Excerpt from a dataset:
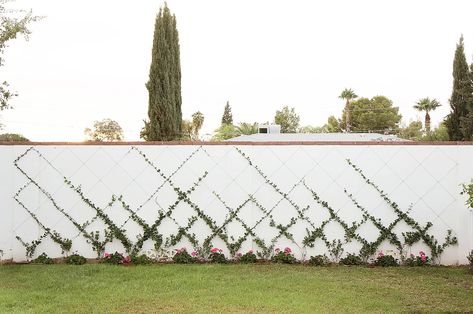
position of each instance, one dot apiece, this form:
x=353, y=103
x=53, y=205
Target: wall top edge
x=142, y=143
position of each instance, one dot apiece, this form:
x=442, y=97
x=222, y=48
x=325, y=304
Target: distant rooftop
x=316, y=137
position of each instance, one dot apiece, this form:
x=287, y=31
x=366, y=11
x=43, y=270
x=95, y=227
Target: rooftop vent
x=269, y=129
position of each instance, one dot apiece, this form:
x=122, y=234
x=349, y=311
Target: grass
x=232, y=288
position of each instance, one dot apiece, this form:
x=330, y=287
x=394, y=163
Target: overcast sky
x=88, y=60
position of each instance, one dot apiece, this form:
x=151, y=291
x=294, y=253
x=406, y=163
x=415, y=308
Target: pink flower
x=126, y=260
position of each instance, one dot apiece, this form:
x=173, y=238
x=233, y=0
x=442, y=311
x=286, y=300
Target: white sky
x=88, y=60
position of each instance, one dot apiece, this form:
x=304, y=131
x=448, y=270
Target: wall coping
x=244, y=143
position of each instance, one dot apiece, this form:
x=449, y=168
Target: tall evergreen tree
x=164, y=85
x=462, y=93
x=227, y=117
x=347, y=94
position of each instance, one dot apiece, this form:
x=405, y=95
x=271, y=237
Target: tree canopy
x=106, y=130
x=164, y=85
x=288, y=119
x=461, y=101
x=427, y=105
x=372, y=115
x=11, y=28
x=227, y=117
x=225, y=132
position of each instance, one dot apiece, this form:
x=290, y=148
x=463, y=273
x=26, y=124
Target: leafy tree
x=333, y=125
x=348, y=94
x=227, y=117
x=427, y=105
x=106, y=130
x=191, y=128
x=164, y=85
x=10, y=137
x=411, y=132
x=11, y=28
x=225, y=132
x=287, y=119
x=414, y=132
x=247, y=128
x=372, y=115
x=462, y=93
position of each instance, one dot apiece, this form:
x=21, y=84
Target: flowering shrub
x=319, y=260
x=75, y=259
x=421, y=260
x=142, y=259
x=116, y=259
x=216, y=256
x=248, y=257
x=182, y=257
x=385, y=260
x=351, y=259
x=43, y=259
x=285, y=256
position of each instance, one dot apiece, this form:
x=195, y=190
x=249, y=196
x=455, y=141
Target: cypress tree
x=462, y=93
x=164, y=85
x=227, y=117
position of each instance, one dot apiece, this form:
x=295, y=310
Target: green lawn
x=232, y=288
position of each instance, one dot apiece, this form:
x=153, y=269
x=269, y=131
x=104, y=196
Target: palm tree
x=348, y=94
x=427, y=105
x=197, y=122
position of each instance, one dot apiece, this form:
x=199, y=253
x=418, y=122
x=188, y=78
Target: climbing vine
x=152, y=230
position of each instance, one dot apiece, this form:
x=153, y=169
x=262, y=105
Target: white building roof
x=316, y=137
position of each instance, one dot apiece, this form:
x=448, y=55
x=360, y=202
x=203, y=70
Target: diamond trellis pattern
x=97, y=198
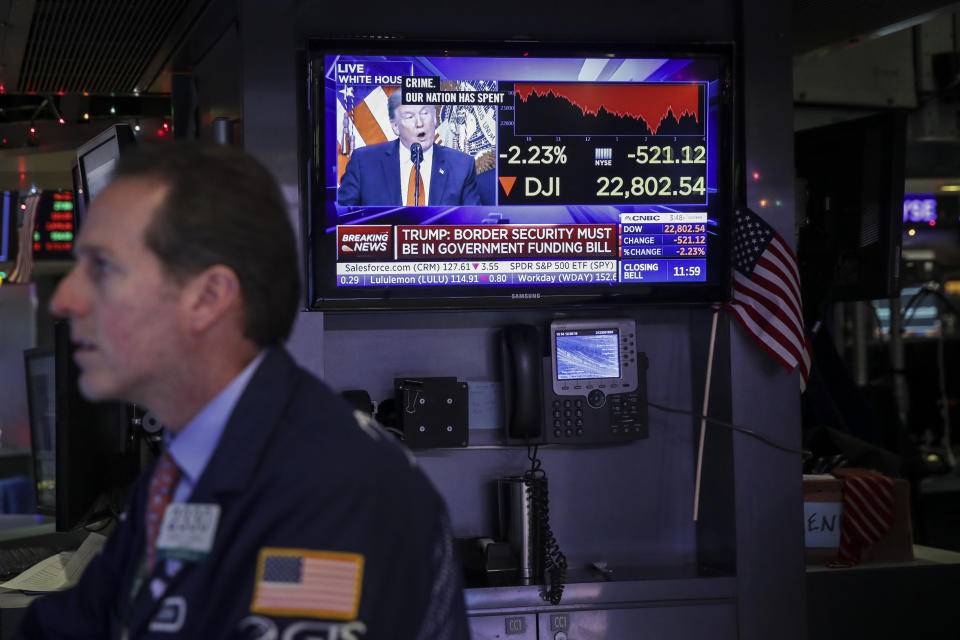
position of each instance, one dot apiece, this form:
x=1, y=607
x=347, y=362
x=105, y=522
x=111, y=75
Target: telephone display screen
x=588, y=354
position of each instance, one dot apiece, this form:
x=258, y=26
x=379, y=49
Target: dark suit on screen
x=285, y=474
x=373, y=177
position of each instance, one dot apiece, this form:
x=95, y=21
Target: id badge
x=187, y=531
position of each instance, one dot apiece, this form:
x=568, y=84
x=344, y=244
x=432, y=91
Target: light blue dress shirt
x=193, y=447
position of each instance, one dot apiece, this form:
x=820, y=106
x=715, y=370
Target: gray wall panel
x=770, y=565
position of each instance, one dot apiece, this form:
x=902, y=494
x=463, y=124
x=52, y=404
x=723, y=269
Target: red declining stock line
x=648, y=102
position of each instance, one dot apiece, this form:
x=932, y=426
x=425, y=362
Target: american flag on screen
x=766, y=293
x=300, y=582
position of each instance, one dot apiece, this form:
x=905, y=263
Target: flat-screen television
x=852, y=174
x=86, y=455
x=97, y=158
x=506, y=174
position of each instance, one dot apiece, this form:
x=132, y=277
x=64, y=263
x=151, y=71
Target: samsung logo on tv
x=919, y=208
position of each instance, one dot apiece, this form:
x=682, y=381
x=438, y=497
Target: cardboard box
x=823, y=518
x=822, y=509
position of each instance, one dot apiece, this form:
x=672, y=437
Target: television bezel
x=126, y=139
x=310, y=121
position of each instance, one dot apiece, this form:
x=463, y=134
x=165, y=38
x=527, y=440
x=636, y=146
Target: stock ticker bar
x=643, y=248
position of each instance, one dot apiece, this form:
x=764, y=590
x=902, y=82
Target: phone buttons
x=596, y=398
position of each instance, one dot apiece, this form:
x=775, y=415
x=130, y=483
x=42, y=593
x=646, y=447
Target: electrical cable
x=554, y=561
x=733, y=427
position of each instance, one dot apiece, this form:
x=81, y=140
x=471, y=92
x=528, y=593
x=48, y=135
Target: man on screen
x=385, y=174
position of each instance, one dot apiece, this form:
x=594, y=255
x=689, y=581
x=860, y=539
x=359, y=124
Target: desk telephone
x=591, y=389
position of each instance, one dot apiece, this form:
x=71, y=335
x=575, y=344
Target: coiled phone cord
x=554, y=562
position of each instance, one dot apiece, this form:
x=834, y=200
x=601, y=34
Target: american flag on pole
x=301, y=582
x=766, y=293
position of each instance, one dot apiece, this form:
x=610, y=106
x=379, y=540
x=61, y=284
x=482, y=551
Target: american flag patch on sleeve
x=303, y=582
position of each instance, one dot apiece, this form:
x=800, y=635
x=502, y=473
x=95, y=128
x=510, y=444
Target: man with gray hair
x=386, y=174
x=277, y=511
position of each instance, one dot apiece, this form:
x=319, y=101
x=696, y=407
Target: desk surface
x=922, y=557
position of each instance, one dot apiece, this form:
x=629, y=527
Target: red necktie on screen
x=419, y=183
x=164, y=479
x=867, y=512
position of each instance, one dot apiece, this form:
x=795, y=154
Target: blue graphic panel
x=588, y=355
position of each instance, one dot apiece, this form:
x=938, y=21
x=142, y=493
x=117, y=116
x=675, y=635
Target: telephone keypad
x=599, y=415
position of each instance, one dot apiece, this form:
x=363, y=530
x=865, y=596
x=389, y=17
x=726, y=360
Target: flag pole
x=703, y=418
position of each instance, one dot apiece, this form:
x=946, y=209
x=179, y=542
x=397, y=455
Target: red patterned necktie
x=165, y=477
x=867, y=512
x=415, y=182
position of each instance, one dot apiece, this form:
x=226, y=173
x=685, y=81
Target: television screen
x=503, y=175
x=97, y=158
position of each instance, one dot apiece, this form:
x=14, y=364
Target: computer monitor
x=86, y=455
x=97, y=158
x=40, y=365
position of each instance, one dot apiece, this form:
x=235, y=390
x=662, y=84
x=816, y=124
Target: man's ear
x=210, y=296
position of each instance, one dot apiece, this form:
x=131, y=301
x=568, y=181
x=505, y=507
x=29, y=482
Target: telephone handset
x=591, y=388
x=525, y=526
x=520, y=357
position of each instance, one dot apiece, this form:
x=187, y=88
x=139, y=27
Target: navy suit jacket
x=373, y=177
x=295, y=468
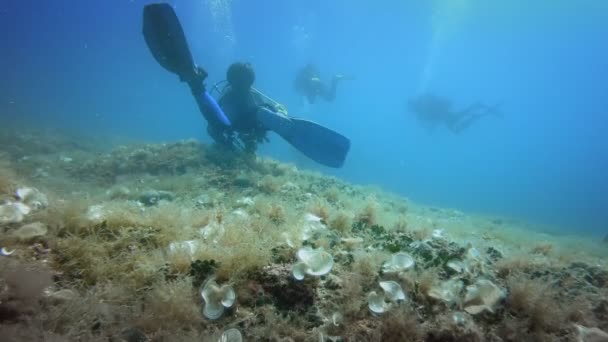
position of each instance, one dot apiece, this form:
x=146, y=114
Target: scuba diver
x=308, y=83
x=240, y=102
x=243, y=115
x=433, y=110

▶ _WHAT TO PRODUCE_:
Leave out the pictures and return every record word for word.

▶ _ANSWER FOR THE TASK_:
position of each instance, one dot apiece, this form:
x=353, y=103
x=53, y=205
Target: wall top edge
x=142, y=143
position of each instance, one dot apiece, this form:
x=442, y=97
x=222, y=48
x=325, y=304
Target: distant rooftop
x=316, y=137
position of each instance, one dot apiece, this form:
x=287, y=31
x=366, y=11
x=43, y=270
x=95, y=227
Target: rooftop vent
x=269, y=129
position of each instance, one dot apiece, this form:
x=122, y=234
x=349, y=311
Target: grass
x=232, y=288
position of each instance, one dot apiece, this form:
x=330, y=287
x=394, y=163
Target: overcast sky
x=88, y=60
position of each instance, one dot apiece, this form:
x=151, y=291
x=294, y=253
x=406, y=163
x=415, y=308
Target: pink flower
x=126, y=260
position of each instance, one dot apiece, this form:
x=173, y=238
x=233, y=0
x=442, y=311
x=286, y=300
Target: white sky
x=88, y=60
position of each instance, one dot apiece, this form:
x=304, y=131
x=448, y=270
Target: wall coping
x=244, y=143
position of each instance, one dot apiece, this form:
x=449, y=168
Target: tall evergreen tree
x=164, y=85
x=462, y=93
x=227, y=117
x=347, y=94
position of each instance, one dot apiece, this form:
x=405, y=95
x=271, y=237
Target: tree canopy
x=106, y=130
x=164, y=85
x=288, y=119
x=461, y=101
x=427, y=105
x=372, y=115
x=11, y=28
x=227, y=117
x=225, y=132
position of each instance, one dot apiece, this form:
x=290, y=148
x=463, y=273
x=26, y=124
Target: leafy tree
x=333, y=125
x=348, y=94
x=227, y=117
x=427, y=105
x=106, y=130
x=191, y=128
x=164, y=85
x=10, y=137
x=411, y=132
x=11, y=28
x=225, y=132
x=287, y=119
x=414, y=132
x=247, y=128
x=372, y=115
x=462, y=93
position of each instance, one dot apiece, this form:
x=21, y=84
Target: flowering shrub
x=319, y=260
x=75, y=259
x=421, y=260
x=142, y=259
x=116, y=259
x=216, y=256
x=248, y=257
x=182, y=257
x=385, y=260
x=351, y=259
x=43, y=259
x=285, y=256
position of each instance, one dot apiece, this form:
x=195, y=190
x=249, y=196
x=455, y=141
Target: cypress tree
x=462, y=93
x=164, y=85
x=227, y=117
position of each instance, one dot apiece, this form:
x=295, y=310
Target: green lawn
x=232, y=288
position of each instance, one dot apiece, this form:
x=153, y=269
x=269, y=131
x=104, y=196
Target: palm tree
x=348, y=94
x=427, y=105
x=197, y=122
position of each instance, one dot apiece, this form:
x=199, y=253
x=418, y=122
x=188, y=78
Target: climbing vine
x=152, y=230
position of each instance, one dot apiece, this form:
x=153, y=169
x=262, y=105
Target: white building roof
x=316, y=137
position of each instance, one dot apiece, this form:
x=448, y=55
x=360, y=202
x=203, y=70
Target: diamond trellis pattern
x=97, y=198
position of each instance, one dot apiece, this form:
x=1, y=607
x=347, y=362
x=105, y=522
x=111, y=75
Target: telephone display screen
x=588, y=354
position of each instance, one dot apiece, this form:
x=258, y=26
x=379, y=49
Target: dark suit on screen
x=285, y=474
x=373, y=177
position of each instance, one dot apiece, this form:
x=95, y=21
Target: id badge
x=187, y=531
position of each instance, one dot apiece, this form:
x=568, y=84
x=344, y=244
x=432, y=91
Target: light blue dress shirt
x=193, y=447
position of each instance, one dot apiece, this form:
x=820, y=106
x=715, y=370
Target: gray wall panel
x=770, y=565
position of each instance, one dot apiece, this form:
x=902, y=494
x=463, y=124
x=52, y=404
x=723, y=269
Target: red declining stock line
x=648, y=102
position of each instance, one dot apiece, this form:
x=932, y=426
x=425, y=362
Target: american flag on screen
x=766, y=293
x=300, y=582
position of each instance, one dot apiece, this form:
x=905, y=263
Target: flat-screen television
x=852, y=174
x=86, y=455
x=97, y=158
x=506, y=174
position of each instance, one dot apiece, this form:
x=132, y=277
x=64, y=263
x=151, y=71
Target: samsung logo on tv
x=919, y=208
position of each instance, one dot apiece, this form:
x=682, y=381
x=438, y=497
Target: cardboard box
x=823, y=518
x=822, y=509
position of each instance, one dot apiece, this form:
x=672, y=437
Target: television bezel
x=126, y=139
x=310, y=121
position of each instance, one dot apiece, this form:
x=463, y=134
x=165, y=38
x=527, y=440
x=636, y=146
Target: stock ticker bar
x=643, y=248
position of each instance, one dot apiece, this form:
x=764, y=590
x=902, y=82
Target: phone buttons
x=596, y=398
position of each instance, one dot apiece, this form:
x=775, y=415
x=130, y=483
x=42, y=593
x=646, y=447
Target: electrical cable
x=554, y=561
x=733, y=427
position of each instance, one dot apiece, this form:
x=81, y=140
x=471, y=92
x=528, y=593
x=48, y=135
Target: man on screen
x=385, y=174
position of each instance, one dot apiece, this form:
x=594, y=255
x=689, y=581
x=860, y=539
x=359, y=124
Target: desk telephone
x=591, y=389
position of each instance, one dot apiece, this form:
x=71, y=335
x=575, y=344
Target: coiled phone cord
x=554, y=562
position of each instance, one dot apiece, this form:
x=834, y=200
x=601, y=34
Target: american flag on pole
x=301, y=582
x=766, y=293
position of each instance, one dot apiece, this form:
x=610, y=106
x=379, y=540
x=61, y=284
x=482, y=551
Target: american flag patch on sleeve
x=303, y=582
position of each instance, one dot apiece, this form:
x=800, y=635
x=502, y=473
x=95, y=128
x=510, y=444
Target: man with gray hair
x=386, y=174
x=277, y=511
position of each instance, one dot apiece, this form:
x=319, y=101
x=696, y=407
Target: desk surface
x=922, y=557
position of each instance, one dot apiece, this form:
x=629, y=527
Target: red necktie on screen
x=419, y=183
x=164, y=479
x=867, y=512
position of each instance, one dot apiece, this form:
x=795, y=154
Target: blue graphic panel
x=588, y=355
position of each instance, one dot apiece, this form:
x=938, y=21
x=142, y=493
x=117, y=116
x=675, y=635
Target: telephone keypad
x=599, y=415
position of each instance, one dot apiece, this form:
x=363, y=530
x=865, y=596
x=389, y=17
x=726, y=360
Target: flag pole
x=703, y=418
position of each instance, one dot apiece, this form:
x=946, y=209
x=179, y=542
x=397, y=455
Target: red patterned necktie
x=165, y=477
x=867, y=512
x=415, y=182
position of each instance, one dot apiece, this form:
x=226, y=173
x=685, y=81
Target: television screen
x=503, y=175
x=97, y=158
position of each instance, one dot apiece, this form:
x=14, y=364
Target: computer monitor
x=86, y=455
x=97, y=158
x=40, y=365
position of each instance, one dot apiece, this form:
x=235, y=390
x=662, y=84
x=816, y=124
Target: man's ear
x=210, y=296
position of each instance, one dot apiece, this form:
x=131, y=301
x=568, y=181
x=505, y=507
x=29, y=482
Target: telephone handset
x=591, y=388
x=525, y=526
x=520, y=357
position of each instance, one dot apiece, this form:
x=187, y=88
x=139, y=27
Target: navy suit jacket
x=373, y=177
x=295, y=468
position of each instance, one dot apiece, this form:
x=146, y=114
Target: scuba diver
x=308, y=83
x=240, y=102
x=243, y=115
x=433, y=110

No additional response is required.